TEXT EXTRACT:
____
In-depth explanation of is out of scope of this lab. Please consult the source code for the Azure Cosmos DB extension for Cassandra Retry Policy if you want to understand how it is implemented.
In a nutshell, the retry policy handles errors such as OverLoadedError
(which may occur due to rate limiting), and parses the exception message to use RetryAfterMs
field provided from the server as the back-off duration for retries. If RetryAfterMs
is not available, it defaults to an exponential growing back-off scheme. In this case the time between retries is increased by a growing back off time (default: 1000 ms) on each retry, unless maxRetryCount
is -1, in which case it backs off with a fixed duration. It is important to handle rate limiting in Azure Cosmos DB to prevent errors when provisioned throughput has been exhausted.
Failover and Load Balancing
This part covers the following scenarios:
- Manual failover with Global endpoint load balancing
- Load balancing for specific read and write DC
- Correlation between data locality and latency
Manual failover with Global endpoint load balancing
Pre-requisites
Configure your Cosmos DB account for multi-region (single master). Open your Cosmos DB account in Azure Portal, select Replicate data globally. Modify the regions configuration as per your choice
For example, I have configured Southeast Asia as the Write
region and East US as the Read
region.
Update the code to ensure that:
- The right load balancing (global endpoint) is active
- The custom
LatencyTracker
implementation is un-commented - it is used to log the datacenter (and related statistics) for each query
To start the application:
cd cassandra-workshops/labs/java/solutions/Lab03/orders-spring-data
mvn clean package
java -jar target/orders-spring-data-0.1.0-SNAPSHOT.jar
Insert a few records using the REST API endpoint
curl -X POST -H "Content-Type: application/json" -d '{"amount":"42", "location":"foo"}' http://localhost:8080/orders
In the logs, you should see:
*******Stats START********
data center - Southeast Asia
address - 52.230.23.170
Added order ID 3ca8b9e0-e85b-11ea-af17-4f997ed1313f
query - INSERT INTO orders (amount,id,location,time) VALUES ('42',3ca8b9e0-e85b-11ea-af17-4f997ed1313f,'foo','2020-08-27T11:48:34.559Z');
latency (in ms) - 186
*******Stats END********
*******Stats START********
data center - Southeast Asia
Added order ID 3e4b9470-e85b-11ea-af17-4f997ed1313f
address - 52.230.23.170
query - INSERT INTO orders (amount,id,location,time) VALUES ('42',3e4b9470-e85b-11ea-af17-4f997ed1313f,'foo','2020-08-27T11:48:37.303Z');
latency (in ms) - 88
*******Stats END********
....
Notice that the Southeast Asia
region is being used for Write operations (as per configuration).
Test failover
To initiate a failover, open your Cosmos DB account, choose Replicate data globally and Manual Failover
Configure the Read region as the Write region. Click Ok to confirm the changes.
____
AIM 1: Convert the rows of saved entries, from the line with "Question. In the picture above, identify the arched" to the line with "[(219, 166)]", into a JSON list of strings with one string per line and blank lines omitted. Leave the picture out of the list.
AIM 2: Carry on the Cosmos DB lab excerpt from the point where it stops.
The Cosmos DB lab excerpt and the rows that come after it are unrelated material.

Saved entries
____
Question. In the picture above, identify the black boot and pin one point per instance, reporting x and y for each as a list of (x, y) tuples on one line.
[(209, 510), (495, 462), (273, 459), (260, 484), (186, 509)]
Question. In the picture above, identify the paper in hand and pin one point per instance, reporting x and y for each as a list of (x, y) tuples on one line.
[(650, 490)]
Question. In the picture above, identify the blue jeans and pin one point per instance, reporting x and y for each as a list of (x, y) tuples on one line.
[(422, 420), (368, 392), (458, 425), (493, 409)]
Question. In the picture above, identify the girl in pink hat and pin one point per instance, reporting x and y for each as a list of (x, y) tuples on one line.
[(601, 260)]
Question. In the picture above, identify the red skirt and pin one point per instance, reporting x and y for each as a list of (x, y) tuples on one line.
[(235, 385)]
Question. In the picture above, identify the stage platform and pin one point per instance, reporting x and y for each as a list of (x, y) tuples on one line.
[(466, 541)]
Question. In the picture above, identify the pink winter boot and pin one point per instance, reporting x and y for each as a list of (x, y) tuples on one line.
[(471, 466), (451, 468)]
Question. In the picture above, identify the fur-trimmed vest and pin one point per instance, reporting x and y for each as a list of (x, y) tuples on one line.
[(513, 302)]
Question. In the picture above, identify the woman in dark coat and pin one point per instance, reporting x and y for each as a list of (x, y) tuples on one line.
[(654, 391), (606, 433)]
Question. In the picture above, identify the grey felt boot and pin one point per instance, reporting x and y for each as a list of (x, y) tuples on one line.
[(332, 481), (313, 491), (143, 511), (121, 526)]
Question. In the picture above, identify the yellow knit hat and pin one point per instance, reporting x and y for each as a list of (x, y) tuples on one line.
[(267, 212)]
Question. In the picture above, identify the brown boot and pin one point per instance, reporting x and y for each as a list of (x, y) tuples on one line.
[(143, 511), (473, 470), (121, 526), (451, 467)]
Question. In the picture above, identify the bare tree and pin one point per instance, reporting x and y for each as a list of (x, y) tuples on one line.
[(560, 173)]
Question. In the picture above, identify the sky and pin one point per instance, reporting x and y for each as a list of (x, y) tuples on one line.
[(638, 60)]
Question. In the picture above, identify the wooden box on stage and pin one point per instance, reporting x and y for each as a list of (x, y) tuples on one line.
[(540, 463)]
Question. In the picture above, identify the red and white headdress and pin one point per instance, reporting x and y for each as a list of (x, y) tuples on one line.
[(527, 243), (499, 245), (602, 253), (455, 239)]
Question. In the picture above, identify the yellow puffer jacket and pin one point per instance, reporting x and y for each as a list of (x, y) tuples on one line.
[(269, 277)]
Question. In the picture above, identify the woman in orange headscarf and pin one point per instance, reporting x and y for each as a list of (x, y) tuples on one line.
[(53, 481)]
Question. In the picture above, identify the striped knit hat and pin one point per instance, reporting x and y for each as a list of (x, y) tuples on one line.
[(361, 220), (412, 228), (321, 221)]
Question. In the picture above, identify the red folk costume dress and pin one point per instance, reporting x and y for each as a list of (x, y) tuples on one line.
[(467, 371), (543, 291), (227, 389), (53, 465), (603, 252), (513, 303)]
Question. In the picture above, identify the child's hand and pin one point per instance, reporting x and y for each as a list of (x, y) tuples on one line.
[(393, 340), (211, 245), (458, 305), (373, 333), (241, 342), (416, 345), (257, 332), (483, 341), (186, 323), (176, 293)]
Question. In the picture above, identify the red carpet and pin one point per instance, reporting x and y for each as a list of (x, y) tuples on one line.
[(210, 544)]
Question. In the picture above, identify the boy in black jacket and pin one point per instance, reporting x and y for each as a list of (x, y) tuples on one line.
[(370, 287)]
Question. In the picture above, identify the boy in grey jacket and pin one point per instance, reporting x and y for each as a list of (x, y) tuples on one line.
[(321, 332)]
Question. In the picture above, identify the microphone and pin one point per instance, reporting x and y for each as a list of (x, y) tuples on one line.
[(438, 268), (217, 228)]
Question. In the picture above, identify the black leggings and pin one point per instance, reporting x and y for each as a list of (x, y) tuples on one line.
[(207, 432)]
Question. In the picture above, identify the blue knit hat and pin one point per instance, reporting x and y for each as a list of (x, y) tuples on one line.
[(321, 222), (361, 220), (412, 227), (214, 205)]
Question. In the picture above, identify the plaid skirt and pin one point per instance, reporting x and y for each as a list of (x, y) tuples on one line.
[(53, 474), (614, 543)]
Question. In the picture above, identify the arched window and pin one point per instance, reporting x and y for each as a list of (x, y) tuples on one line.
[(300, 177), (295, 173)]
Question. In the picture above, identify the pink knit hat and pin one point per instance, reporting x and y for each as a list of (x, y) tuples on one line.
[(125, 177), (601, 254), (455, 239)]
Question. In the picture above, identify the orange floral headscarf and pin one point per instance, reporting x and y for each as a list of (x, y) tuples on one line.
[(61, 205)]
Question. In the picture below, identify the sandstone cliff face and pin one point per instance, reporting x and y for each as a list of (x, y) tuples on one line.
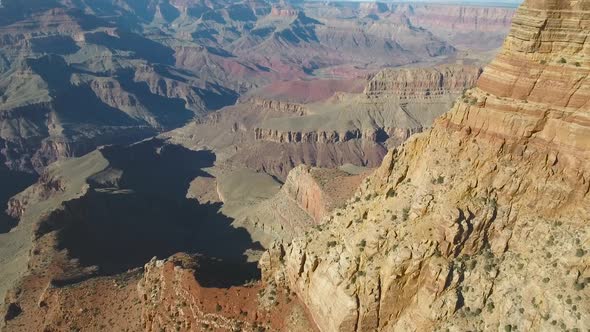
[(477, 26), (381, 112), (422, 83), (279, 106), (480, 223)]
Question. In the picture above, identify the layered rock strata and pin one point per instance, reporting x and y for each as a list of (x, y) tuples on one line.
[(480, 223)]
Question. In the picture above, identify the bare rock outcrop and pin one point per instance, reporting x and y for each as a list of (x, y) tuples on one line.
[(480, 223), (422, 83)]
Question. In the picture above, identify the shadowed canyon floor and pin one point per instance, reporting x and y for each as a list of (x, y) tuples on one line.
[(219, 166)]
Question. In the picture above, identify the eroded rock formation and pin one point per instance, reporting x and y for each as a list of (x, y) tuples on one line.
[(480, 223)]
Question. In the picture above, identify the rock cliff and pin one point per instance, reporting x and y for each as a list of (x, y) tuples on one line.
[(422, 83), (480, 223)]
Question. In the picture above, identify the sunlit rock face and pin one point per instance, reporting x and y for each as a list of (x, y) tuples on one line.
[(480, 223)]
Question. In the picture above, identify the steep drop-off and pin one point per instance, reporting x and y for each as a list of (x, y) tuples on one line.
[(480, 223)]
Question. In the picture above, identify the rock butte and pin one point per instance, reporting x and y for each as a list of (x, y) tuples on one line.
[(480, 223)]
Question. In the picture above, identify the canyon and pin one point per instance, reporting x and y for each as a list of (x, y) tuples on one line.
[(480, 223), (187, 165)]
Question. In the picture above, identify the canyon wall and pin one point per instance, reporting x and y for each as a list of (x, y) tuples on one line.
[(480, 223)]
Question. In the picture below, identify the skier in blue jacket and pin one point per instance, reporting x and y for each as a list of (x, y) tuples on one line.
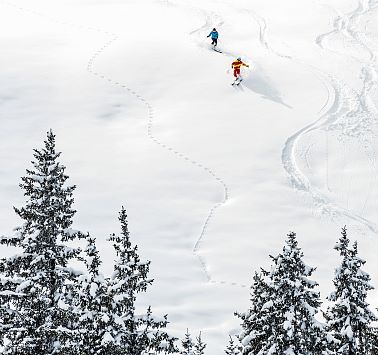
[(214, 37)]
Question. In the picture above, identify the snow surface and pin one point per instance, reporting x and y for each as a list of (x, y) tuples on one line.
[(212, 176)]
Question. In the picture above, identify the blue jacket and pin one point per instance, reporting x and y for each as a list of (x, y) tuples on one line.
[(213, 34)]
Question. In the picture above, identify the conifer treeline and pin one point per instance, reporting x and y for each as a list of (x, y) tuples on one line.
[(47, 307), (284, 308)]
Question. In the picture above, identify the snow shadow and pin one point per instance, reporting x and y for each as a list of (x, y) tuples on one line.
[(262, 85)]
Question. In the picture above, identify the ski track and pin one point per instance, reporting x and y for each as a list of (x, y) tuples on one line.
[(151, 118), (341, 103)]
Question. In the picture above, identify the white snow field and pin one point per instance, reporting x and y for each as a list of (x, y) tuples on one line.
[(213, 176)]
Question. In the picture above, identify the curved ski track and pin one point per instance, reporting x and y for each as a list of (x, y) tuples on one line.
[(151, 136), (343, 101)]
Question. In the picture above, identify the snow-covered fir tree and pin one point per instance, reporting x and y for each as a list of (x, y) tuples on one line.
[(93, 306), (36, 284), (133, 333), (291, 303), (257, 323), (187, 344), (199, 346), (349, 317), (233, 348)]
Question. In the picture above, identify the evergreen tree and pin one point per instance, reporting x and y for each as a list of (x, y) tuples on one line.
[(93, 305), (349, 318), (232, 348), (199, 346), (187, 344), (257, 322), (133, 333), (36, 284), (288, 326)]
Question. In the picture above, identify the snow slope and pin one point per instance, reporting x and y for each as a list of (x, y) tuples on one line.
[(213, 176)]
____
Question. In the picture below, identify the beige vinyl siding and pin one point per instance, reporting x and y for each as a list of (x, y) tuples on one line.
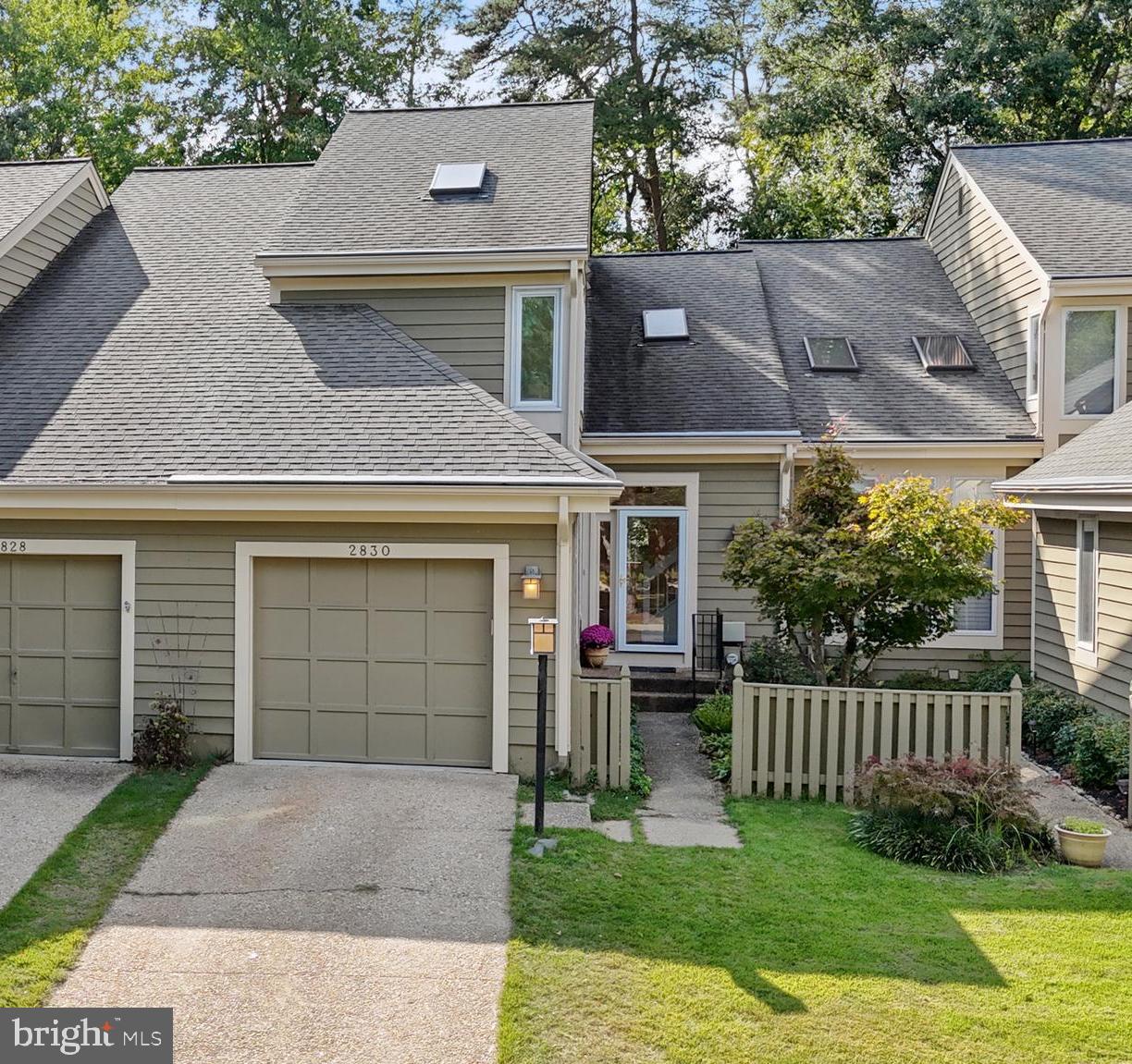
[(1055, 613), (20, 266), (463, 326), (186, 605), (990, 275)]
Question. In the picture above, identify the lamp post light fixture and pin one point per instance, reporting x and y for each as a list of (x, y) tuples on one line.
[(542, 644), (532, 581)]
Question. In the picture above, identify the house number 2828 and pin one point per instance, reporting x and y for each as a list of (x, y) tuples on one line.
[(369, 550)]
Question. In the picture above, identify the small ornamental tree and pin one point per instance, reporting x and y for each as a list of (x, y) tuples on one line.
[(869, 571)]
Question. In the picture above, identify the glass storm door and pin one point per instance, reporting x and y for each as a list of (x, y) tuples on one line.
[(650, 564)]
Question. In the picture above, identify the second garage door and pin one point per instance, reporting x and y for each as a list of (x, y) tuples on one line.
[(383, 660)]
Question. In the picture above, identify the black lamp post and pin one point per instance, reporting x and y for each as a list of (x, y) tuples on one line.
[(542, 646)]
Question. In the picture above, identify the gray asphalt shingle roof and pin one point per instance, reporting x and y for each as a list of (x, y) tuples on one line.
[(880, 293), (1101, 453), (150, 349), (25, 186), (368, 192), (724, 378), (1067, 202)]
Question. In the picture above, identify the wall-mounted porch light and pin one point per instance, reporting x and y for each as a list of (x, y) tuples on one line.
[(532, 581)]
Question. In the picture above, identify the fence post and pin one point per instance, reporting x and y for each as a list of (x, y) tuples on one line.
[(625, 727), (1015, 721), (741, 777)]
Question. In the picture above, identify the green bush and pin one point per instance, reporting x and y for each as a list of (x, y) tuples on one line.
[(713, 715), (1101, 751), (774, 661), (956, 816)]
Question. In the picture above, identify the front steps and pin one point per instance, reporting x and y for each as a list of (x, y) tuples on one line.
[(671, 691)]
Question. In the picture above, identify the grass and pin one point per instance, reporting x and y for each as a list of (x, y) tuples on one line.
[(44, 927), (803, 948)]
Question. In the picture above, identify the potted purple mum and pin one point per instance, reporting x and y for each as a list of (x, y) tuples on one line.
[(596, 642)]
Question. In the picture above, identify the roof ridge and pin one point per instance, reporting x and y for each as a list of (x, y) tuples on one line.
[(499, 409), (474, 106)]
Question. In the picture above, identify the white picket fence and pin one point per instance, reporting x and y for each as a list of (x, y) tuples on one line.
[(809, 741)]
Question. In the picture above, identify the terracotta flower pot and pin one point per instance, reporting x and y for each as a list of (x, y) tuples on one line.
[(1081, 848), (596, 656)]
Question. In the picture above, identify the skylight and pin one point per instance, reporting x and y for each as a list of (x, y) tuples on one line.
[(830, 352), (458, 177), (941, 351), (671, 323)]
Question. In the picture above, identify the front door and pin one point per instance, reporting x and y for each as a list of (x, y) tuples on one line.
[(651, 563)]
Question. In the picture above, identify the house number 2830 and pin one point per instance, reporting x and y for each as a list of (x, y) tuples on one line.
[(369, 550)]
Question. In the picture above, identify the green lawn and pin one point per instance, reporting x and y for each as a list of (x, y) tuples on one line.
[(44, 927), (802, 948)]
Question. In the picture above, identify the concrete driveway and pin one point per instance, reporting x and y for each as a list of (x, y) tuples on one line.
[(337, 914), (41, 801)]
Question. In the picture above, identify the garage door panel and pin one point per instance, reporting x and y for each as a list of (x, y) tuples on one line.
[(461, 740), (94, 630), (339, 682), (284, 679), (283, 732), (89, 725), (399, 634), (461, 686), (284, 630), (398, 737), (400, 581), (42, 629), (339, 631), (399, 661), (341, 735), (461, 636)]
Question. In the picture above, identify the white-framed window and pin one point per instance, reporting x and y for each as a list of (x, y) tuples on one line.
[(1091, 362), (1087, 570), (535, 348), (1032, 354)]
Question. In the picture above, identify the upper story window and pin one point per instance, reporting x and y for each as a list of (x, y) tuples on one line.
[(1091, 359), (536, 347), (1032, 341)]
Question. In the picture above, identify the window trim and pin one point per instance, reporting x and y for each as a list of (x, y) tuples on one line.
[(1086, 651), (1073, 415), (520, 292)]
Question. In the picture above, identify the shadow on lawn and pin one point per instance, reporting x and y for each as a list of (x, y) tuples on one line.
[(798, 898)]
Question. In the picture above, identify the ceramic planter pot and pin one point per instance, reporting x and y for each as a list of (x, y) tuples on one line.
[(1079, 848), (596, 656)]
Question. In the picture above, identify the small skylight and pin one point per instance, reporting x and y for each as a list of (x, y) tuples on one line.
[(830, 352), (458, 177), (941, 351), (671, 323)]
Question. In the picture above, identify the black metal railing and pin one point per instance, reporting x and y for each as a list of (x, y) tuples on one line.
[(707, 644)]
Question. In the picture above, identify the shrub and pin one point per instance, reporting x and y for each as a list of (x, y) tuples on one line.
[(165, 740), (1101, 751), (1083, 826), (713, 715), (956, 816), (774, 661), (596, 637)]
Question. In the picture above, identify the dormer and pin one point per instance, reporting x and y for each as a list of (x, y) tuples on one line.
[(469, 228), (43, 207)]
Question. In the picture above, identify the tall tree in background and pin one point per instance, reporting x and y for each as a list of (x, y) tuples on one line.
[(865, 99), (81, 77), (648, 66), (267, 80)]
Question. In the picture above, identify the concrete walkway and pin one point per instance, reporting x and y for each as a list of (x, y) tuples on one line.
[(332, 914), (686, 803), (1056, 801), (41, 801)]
____
EXERCISE RESPONSE 1:
[
  "Question. In the picture above, identify the arched window and pin one point per instance, reporting x and y for each as a list of (x, y) tuples on one line.",
  "[(300, 177), (295, 173)]",
  "Question. In the picture above, identify the pink knit hat and pin one point per instance, reporting x and y for each as a list of (x, y) tuples on one line.",
  "[(125, 177), (601, 254), (455, 239)]",
  "Question. In the picture above, identify the orange floral headscarf and pin one point per instance, reporting x and y for each as a list of (x, y) tuples on one line.",
  "[(61, 205)]",
  "Question. In the picture below, identify the sandstone cliff face and pin one point per instance, reporting x and y for each as a list of (x, y) tuples on one line.",
  "[(477, 26), (381, 112), (422, 83), (279, 106), (480, 223)]",
  "Question. In the picture above, identify the layered rock strata and pin one point per instance, reporting x and y for each as a list of (x, y) tuples on one line.",
  "[(480, 223)]",
  "Question. In the picture above, identify the bare rock outcrop and pin one point per instance, reporting x and y for each as a list of (x, y) tuples on one line.",
  "[(480, 223), (422, 83)]",
  "Question. In the picture above, identify the shadowed canyon floor and pin one point per instance, reporting x and y for each as a list of (x, y) tuples on one line.",
  "[(219, 166)]"
]

EXERCISE RESPONSE 2:
For example, East US which was previously a Read region is being chosen as the Write region (replacing Southeast Asia).
Continue using the application to insert records. Since this is not a “proper region failure”, the writes will still be successful. You will notice that the application still continues to use the Southeast Asia
region for the write requests.
Wait for the Manual Failover changes to take effect. As a soon as that happens (after a few seconds), the application will automatically select East US for write operations - this can be easily confirmed using the application logs since it outputs the data center for each query being executed
Here is the code snippet for custom LatencyTracker
implementation:
public static class StatsLogger implements LatencyTracker {
@Override
public void update(Host host, Statement statement, Exception exception, long newLatencyNanos) {
System.out.println("*******Stats START********");
System.out.println("data center - " + host.getDatacenter());
System.out.println("address - " + new String(host.getAddress().getHostAddress()));
System.out.println("query - " + statement.toString());
System.out.println(
"latency (in ms) - " + TimeUnit.MILLISECONDS.convert(newLatencyNanos, TimeUnit.NANOSECONDS));
System.out.println("*******Stats END********");
}
....
Load balancing for specific read and write DC
In this section, you will see how you can re-direct read and write operations to the region of your choice by simply configuring the Load Balancing policy in your application.
Pre-requisites
Update application.properties
with read and write regions.
...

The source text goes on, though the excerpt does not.